[REQUIRED ACTION] Go through the entries that follow and count every line with the string "Target". Reply with the number only.

[Natural language region descriptions]
+ + +
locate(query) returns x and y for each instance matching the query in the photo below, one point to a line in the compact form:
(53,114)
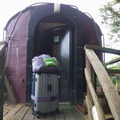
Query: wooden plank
(9,90)
(10,115)
(28,115)
(108,87)
(94,96)
(103,49)
(21,113)
(1,98)
(90,101)
(89,108)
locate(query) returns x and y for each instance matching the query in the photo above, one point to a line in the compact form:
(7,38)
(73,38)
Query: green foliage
(110,14)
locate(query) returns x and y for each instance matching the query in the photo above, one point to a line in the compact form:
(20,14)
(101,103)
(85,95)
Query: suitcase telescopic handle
(49,87)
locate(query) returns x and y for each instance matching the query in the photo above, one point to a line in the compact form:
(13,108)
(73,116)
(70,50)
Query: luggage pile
(45,64)
(45,84)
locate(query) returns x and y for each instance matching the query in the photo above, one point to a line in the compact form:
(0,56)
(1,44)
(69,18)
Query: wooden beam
(108,87)
(103,49)
(89,100)
(9,90)
(89,108)
(94,96)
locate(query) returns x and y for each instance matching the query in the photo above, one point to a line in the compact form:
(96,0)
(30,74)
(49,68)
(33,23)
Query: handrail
(111,94)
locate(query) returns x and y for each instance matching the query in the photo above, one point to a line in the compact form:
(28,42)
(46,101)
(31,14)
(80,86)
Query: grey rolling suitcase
(44,95)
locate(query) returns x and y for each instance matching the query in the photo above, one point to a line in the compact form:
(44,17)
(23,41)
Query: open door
(59,38)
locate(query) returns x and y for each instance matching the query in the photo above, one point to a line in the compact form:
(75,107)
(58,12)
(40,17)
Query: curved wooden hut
(60,31)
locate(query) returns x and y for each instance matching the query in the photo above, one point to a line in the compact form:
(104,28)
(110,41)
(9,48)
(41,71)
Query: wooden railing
(94,67)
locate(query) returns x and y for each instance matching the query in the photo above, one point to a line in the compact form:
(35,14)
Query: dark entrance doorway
(57,42)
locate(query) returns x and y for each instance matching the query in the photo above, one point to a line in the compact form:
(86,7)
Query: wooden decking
(23,112)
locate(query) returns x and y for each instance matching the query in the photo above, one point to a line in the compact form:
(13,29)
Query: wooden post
(9,91)
(89,100)
(108,87)
(1,98)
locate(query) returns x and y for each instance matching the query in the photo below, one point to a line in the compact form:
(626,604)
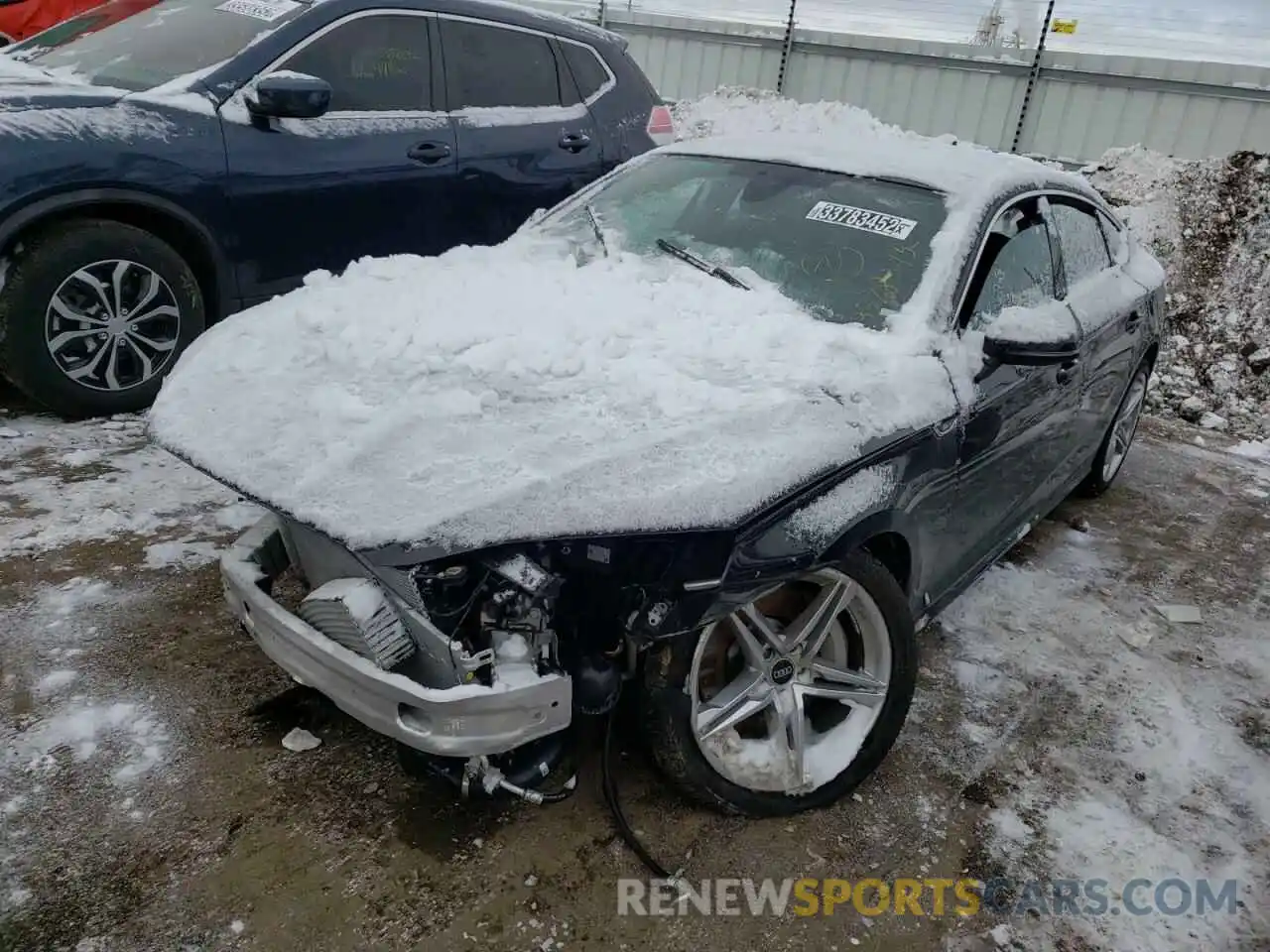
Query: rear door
(372,177)
(1110,307)
(526,139)
(1021,429)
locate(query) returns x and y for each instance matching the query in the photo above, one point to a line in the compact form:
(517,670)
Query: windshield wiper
(701,264)
(594,227)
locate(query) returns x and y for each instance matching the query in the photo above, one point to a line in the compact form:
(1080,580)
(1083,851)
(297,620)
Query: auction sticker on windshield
(862,220)
(267,10)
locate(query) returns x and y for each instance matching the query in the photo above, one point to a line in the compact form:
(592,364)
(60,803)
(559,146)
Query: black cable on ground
(610,789)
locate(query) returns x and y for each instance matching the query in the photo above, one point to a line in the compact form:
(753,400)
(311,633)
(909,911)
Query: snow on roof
(839,137)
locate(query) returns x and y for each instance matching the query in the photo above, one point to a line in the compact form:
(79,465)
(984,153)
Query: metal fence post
(1033,75)
(786,49)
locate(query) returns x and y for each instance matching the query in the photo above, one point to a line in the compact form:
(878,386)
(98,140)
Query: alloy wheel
(786,689)
(112,325)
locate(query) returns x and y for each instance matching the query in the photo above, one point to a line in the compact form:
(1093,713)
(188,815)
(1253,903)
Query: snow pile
(1209,222)
(659,398)
(67,483)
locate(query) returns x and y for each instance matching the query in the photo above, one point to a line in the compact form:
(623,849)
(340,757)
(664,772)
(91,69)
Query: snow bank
(1209,222)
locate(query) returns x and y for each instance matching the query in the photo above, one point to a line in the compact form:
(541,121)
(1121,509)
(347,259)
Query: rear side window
(372,63)
(1080,235)
(587,71)
(1016,270)
(490,66)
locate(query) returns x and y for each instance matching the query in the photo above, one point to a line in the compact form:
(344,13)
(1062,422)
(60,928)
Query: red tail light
(661,125)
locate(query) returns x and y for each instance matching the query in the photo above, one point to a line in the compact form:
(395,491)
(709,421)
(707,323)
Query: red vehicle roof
(21,19)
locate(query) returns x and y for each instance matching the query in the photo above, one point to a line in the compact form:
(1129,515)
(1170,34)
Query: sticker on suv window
(267,10)
(862,220)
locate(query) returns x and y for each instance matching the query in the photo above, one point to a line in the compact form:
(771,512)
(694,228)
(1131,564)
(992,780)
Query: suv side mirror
(289,95)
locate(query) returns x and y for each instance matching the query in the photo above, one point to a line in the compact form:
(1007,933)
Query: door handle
(574,141)
(430,153)
(1067,371)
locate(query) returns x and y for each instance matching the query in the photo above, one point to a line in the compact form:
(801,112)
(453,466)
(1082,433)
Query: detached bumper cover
(457,721)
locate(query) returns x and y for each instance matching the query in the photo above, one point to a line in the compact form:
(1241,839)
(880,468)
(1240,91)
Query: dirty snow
(1150,769)
(66,728)
(66,483)
(1209,222)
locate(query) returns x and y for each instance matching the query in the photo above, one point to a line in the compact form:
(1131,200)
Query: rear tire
(675,715)
(1119,436)
(67,338)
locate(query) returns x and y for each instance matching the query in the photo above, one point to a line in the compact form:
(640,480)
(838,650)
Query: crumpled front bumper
(453,721)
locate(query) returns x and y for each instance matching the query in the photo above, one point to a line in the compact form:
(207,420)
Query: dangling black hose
(610,789)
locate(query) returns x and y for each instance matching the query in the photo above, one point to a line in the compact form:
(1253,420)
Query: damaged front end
(476,661)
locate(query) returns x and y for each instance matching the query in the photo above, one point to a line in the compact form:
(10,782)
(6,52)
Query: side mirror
(289,95)
(1030,353)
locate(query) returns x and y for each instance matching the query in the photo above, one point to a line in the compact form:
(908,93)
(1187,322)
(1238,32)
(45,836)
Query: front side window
(492,66)
(372,63)
(1016,268)
(1084,250)
(139,45)
(848,249)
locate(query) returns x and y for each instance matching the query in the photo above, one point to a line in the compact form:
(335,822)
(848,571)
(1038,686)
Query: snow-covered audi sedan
(724,430)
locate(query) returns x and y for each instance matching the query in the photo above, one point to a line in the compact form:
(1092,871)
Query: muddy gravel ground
(1064,728)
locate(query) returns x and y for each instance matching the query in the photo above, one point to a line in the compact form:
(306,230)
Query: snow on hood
(504,394)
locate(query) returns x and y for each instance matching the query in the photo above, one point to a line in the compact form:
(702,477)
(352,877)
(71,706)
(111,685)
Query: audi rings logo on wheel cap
(781,671)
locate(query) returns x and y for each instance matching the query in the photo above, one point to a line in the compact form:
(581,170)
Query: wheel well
(892,549)
(183,239)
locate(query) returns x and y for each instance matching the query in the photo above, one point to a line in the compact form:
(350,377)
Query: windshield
(139,45)
(848,249)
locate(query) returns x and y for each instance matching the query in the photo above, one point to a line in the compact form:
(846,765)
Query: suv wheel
(93,315)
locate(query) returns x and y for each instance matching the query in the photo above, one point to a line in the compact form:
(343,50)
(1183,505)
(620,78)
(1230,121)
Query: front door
(1110,307)
(372,177)
(526,141)
(1020,433)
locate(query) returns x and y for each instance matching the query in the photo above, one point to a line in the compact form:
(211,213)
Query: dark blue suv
(164,164)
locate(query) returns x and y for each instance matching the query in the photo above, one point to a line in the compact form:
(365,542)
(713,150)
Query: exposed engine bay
(571,616)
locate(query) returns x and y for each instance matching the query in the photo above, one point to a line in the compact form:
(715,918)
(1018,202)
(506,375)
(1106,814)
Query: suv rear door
(526,139)
(372,177)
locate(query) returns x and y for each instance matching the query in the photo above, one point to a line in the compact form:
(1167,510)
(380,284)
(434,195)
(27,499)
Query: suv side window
(493,66)
(372,63)
(1016,268)
(1084,249)
(587,70)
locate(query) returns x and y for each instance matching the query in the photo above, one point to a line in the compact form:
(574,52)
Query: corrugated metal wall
(1082,105)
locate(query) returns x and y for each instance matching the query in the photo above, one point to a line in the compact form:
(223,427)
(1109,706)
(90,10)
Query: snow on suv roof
(966,175)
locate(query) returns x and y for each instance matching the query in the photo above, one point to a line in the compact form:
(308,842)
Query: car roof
(965,173)
(529,17)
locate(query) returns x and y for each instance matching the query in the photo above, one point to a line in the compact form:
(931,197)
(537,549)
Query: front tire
(93,316)
(793,701)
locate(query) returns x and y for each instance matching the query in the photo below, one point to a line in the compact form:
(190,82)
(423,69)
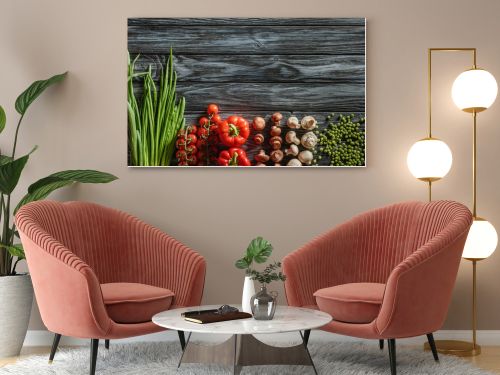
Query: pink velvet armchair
(385,274)
(99,273)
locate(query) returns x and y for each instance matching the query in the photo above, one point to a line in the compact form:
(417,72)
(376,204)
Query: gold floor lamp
(430,159)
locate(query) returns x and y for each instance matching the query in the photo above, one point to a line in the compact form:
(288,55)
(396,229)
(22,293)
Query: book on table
(213,316)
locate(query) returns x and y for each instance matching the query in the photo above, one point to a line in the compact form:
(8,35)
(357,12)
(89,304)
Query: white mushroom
(309,140)
(308,123)
(306,157)
(291,137)
(293,122)
(294,163)
(292,150)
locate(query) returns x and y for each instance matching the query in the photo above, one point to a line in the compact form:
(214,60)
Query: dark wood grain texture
(265,97)
(171,22)
(286,40)
(260,68)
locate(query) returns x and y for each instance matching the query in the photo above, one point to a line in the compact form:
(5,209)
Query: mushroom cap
(308,122)
(306,157)
(291,137)
(277,155)
(309,140)
(294,163)
(293,122)
(277,117)
(258,123)
(292,150)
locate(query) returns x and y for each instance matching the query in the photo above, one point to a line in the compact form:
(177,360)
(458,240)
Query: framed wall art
(246,92)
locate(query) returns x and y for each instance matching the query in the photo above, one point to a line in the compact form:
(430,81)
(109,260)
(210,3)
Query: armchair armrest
(66,289)
(419,289)
(325,261)
(165,262)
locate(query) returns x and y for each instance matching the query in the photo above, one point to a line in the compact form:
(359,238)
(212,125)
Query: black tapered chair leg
(432,344)
(182,339)
(94,346)
(55,344)
(307,333)
(392,355)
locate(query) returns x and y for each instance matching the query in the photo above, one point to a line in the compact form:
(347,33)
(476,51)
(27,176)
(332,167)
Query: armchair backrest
(387,236)
(368,247)
(94,233)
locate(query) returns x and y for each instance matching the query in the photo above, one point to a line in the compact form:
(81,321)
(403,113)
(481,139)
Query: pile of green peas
(342,141)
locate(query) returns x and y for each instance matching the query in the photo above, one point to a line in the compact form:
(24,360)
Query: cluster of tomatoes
(198,145)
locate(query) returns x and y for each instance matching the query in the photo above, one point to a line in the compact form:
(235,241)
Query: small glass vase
(263,304)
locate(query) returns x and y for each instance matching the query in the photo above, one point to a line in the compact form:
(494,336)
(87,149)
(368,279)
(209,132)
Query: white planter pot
(16,298)
(248,292)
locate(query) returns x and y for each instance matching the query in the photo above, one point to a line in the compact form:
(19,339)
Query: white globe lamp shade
(429,159)
(474,90)
(481,241)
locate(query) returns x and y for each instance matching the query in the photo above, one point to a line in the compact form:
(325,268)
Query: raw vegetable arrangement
(279,141)
(154,119)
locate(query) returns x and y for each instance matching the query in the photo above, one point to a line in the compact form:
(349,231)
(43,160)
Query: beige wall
(82,124)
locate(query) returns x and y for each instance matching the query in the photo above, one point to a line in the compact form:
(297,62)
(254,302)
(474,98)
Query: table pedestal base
(246,350)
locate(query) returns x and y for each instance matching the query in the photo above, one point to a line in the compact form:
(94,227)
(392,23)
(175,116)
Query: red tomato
(204,121)
(216,119)
(233,119)
(212,109)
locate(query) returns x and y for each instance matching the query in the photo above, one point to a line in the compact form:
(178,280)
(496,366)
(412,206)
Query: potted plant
(16,291)
(258,251)
(263,303)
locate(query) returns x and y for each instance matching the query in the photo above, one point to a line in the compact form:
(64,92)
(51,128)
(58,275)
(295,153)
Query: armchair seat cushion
(135,303)
(351,303)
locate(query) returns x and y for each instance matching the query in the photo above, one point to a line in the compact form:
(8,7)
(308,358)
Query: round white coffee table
(242,348)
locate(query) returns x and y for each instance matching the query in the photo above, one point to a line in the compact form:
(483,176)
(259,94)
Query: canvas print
(217,92)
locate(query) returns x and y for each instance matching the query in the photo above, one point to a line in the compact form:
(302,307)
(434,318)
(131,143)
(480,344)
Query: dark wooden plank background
(257,66)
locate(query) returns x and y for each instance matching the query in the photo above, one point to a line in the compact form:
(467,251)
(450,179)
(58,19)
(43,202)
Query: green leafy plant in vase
(262,304)
(16,291)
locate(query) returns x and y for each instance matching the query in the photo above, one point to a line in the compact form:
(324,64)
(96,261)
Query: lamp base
(456,348)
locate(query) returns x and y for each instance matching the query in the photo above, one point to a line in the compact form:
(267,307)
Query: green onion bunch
(155,120)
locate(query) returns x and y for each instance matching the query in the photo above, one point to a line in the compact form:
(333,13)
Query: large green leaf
(34,91)
(15,250)
(43,187)
(3,119)
(76,175)
(242,263)
(10,172)
(4,159)
(259,250)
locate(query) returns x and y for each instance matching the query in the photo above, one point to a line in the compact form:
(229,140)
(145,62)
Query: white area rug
(162,358)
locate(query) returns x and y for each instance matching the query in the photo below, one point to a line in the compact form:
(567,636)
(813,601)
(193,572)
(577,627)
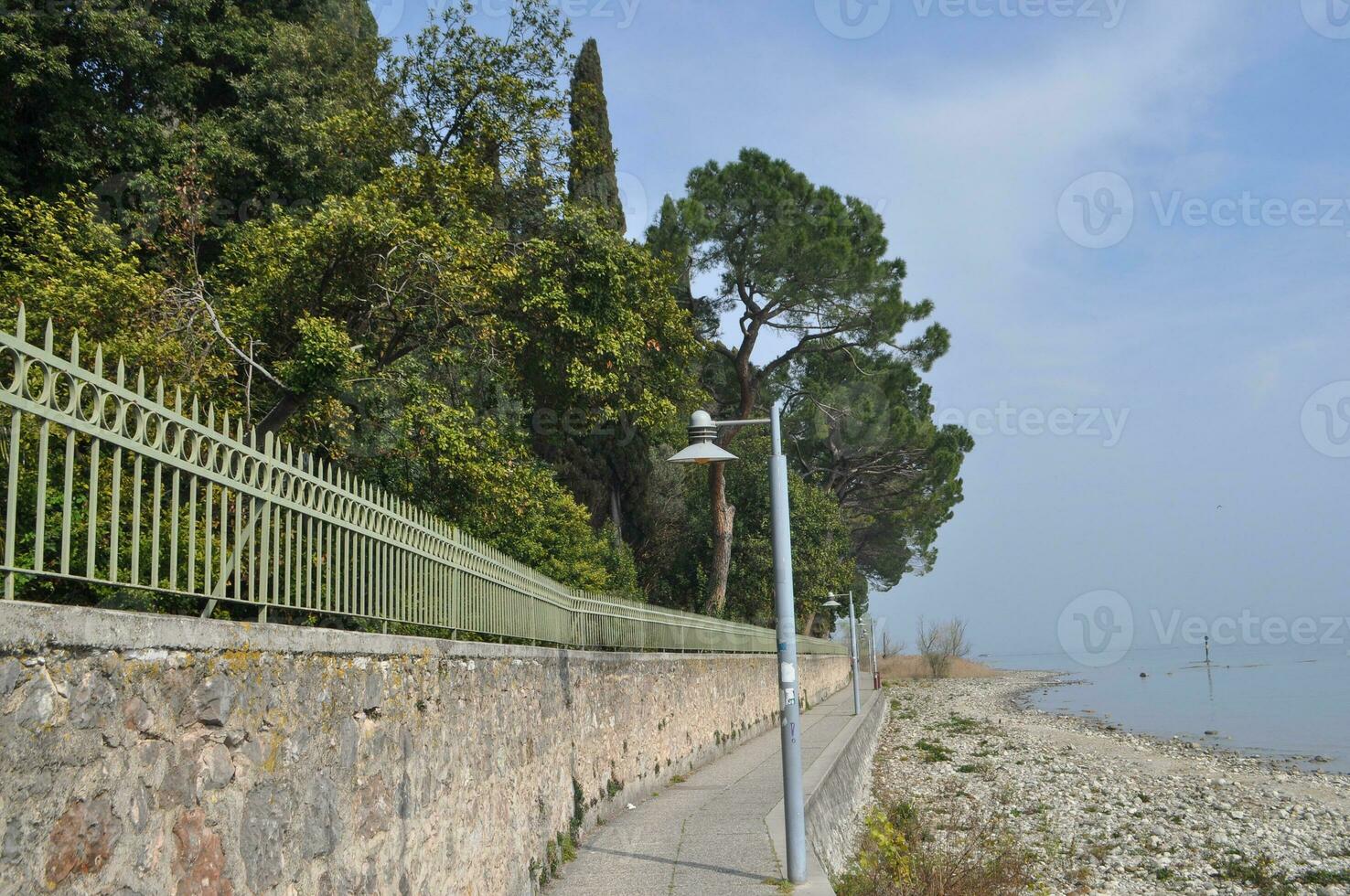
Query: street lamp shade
(702,453)
(702,450)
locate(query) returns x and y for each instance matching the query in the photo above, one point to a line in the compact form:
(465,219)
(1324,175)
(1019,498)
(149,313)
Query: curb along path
(711,834)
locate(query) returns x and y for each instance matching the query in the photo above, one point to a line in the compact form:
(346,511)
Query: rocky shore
(1108,811)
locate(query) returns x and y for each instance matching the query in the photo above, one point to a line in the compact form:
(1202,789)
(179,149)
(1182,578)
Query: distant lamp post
(852,641)
(703,450)
(868,628)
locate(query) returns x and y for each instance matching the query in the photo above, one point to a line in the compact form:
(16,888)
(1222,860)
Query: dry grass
(898,668)
(950,849)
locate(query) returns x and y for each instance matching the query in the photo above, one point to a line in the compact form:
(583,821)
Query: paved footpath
(708,836)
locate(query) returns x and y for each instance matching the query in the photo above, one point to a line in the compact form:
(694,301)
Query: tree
(405,263)
(793,261)
(592,176)
(821,560)
(862,430)
(496,100)
(281,100)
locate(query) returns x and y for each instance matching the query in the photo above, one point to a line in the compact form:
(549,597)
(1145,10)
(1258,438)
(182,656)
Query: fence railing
(112,484)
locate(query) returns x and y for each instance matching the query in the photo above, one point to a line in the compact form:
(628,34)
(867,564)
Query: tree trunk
(616,515)
(280,413)
(723,516)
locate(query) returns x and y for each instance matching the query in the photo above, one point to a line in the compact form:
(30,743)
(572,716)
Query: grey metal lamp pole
(852,643)
(871,641)
(702,431)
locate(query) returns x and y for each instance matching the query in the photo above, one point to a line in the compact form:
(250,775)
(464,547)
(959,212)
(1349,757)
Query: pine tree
(592,172)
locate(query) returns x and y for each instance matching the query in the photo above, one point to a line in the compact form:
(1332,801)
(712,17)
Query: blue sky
(1205,326)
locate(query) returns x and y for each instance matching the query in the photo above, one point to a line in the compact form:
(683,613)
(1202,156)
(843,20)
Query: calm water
(1273,700)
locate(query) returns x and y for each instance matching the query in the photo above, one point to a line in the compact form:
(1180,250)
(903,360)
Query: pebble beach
(1109,811)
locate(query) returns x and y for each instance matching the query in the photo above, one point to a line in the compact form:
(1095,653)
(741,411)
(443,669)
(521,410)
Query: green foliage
(494,99)
(373,255)
(948,852)
(862,430)
(821,559)
(281,99)
(423,442)
(592,178)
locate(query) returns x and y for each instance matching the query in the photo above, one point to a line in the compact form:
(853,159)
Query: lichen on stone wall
(312,765)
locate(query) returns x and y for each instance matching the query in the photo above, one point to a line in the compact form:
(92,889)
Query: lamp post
(876,674)
(852,643)
(702,432)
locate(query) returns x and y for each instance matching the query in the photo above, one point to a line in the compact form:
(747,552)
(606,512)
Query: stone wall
(836,802)
(164,754)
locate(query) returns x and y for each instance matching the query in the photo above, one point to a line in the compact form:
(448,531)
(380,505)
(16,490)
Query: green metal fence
(115,485)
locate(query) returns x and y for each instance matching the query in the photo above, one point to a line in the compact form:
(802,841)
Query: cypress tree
(592,170)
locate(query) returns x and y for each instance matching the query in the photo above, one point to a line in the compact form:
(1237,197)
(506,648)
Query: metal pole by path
(876,674)
(852,637)
(794,816)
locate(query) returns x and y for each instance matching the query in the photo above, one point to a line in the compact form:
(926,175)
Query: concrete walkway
(712,834)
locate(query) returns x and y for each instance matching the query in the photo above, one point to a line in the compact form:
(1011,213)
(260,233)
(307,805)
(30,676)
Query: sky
(1134,219)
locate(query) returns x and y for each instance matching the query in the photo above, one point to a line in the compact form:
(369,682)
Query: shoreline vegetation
(979,793)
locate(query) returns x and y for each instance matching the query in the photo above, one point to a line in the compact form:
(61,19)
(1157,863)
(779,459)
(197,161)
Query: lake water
(1273,700)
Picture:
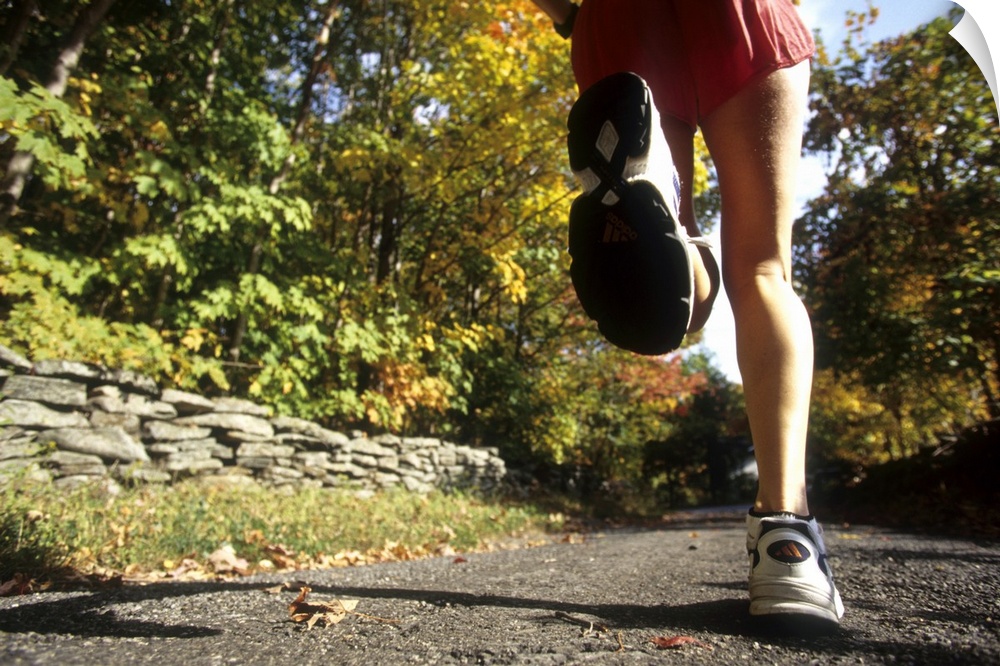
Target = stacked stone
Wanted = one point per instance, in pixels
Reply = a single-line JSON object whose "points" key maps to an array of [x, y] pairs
{"points": [[73, 422]]}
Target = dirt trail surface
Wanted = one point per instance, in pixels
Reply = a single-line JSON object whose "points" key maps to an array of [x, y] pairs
{"points": [[602, 599]]}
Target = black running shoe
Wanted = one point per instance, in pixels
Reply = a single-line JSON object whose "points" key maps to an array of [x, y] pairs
{"points": [[631, 268]]}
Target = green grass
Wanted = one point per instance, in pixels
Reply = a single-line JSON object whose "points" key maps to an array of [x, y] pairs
{"points": [[45, 532]]}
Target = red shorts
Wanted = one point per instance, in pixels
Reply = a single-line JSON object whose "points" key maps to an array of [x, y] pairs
{"points": [[694, 54]]}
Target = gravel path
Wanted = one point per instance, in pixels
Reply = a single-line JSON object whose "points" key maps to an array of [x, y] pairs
{"points": [[910, 599]]}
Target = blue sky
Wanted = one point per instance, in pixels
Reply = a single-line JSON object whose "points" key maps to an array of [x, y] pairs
+ + +
[RESPONSE AREA] 7